◆ What is expected
Please locate every line in the records below that contains the word "tower" and copy each of those lines in full.

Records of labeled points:
>> BEGIN

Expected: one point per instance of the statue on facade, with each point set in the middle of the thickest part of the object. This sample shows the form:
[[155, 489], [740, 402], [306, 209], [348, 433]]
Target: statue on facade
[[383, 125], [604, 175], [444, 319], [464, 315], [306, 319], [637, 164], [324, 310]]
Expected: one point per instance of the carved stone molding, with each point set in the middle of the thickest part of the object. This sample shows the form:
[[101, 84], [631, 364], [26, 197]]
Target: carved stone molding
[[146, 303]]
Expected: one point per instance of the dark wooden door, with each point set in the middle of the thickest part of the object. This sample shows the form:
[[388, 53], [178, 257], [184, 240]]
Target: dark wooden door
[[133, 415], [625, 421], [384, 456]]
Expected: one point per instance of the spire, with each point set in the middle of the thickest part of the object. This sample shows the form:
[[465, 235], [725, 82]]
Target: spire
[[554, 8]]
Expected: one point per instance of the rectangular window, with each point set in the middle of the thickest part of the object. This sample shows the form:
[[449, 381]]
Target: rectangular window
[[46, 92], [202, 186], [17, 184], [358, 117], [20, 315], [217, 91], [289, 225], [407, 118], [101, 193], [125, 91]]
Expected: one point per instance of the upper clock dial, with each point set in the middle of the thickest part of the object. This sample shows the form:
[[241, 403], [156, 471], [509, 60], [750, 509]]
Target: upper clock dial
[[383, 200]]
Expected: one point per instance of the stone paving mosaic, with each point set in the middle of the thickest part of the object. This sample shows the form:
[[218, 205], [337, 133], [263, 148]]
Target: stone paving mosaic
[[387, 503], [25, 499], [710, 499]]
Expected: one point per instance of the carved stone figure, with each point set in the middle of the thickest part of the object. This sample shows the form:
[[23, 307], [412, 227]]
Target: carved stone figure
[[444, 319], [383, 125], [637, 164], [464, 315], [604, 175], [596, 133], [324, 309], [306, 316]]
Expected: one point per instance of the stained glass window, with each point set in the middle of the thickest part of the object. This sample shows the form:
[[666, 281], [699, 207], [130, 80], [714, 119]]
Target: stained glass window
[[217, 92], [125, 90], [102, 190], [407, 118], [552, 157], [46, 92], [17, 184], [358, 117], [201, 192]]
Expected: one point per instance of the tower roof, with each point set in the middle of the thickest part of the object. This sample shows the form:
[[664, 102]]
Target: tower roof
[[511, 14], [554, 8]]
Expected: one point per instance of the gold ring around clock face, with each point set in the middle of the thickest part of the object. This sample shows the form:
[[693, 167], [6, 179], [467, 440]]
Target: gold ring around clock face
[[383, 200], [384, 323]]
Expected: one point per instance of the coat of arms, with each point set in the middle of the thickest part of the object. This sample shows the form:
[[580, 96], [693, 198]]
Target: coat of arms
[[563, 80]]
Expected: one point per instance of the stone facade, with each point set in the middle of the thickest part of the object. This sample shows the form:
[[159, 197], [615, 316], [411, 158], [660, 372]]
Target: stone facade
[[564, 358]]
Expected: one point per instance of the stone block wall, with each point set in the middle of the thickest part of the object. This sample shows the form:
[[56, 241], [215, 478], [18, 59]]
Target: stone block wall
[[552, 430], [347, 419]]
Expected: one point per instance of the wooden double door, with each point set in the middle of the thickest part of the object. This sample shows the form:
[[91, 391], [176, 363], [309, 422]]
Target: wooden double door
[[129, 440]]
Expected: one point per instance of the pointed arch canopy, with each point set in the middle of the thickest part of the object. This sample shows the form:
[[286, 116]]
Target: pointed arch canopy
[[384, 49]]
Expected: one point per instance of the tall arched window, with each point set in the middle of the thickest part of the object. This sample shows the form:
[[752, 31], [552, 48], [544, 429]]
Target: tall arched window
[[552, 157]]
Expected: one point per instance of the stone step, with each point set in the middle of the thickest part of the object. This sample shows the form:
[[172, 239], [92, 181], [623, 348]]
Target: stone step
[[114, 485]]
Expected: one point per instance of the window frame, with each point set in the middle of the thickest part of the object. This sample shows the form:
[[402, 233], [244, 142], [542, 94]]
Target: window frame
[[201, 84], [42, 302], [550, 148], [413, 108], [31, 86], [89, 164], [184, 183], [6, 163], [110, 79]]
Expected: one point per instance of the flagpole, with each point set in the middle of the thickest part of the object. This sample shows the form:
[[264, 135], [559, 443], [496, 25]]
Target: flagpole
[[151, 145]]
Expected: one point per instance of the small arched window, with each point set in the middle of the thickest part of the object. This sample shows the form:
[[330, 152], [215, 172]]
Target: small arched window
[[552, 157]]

>> END
>> BEGIN

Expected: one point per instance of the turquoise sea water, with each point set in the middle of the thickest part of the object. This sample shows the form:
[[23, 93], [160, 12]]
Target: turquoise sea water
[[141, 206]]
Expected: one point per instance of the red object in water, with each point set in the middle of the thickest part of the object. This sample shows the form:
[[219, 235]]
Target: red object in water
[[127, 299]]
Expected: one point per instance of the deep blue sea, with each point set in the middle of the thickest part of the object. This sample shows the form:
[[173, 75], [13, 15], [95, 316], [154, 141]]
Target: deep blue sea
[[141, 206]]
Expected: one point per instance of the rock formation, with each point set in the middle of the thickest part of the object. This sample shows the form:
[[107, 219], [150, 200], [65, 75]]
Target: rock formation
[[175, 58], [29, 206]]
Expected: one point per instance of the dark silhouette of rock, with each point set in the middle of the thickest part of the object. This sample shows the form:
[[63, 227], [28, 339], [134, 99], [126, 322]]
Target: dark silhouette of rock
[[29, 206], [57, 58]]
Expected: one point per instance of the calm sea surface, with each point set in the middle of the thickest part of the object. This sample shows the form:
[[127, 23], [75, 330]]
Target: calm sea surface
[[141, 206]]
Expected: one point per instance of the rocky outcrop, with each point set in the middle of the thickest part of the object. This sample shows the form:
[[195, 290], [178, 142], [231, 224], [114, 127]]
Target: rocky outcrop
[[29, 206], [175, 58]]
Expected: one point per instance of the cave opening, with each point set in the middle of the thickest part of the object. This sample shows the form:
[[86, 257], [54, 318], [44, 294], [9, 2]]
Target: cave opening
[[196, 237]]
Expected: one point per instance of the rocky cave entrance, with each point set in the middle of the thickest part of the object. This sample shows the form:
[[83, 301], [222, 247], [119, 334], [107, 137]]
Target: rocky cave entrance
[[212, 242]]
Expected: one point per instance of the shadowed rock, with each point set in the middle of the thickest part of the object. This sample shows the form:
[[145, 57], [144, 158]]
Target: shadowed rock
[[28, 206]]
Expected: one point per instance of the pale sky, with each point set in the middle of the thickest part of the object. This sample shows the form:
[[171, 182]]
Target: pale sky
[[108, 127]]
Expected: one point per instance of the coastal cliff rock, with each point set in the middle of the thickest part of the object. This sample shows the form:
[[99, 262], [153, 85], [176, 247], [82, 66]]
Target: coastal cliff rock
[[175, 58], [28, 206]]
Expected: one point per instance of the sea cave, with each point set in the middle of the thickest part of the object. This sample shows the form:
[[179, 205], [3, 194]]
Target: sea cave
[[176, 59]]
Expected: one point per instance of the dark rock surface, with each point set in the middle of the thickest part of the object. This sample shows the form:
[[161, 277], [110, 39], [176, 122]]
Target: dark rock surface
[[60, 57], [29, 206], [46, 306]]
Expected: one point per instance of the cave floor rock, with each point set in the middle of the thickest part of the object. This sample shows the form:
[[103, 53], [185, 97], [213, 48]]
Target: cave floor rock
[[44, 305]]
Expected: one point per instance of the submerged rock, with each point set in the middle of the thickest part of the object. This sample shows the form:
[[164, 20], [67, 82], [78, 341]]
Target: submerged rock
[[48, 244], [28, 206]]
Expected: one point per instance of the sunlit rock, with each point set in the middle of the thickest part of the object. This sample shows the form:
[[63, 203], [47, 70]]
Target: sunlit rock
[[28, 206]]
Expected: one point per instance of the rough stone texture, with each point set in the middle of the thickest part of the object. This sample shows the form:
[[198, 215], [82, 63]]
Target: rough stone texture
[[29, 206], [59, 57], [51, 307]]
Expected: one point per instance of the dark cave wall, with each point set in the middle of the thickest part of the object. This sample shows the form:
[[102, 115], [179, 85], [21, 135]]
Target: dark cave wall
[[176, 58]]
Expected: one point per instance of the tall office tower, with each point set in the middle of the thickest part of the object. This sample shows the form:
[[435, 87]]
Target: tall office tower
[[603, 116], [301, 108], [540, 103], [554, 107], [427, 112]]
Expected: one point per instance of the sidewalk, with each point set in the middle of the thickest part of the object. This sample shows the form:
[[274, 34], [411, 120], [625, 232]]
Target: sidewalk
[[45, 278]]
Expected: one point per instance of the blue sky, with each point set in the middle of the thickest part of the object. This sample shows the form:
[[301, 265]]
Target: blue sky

>> END

◆ Solution for this exercise
Expected: one point per instance of the tower roof, with each point set in the middle of the thickest part of the object. This sample shows the form:
Target: tower roof
Expected: one point per instance of the tall office tower, with each point set in the middle of the thickest part of the object. This sample shows the form:
Target: tall office tower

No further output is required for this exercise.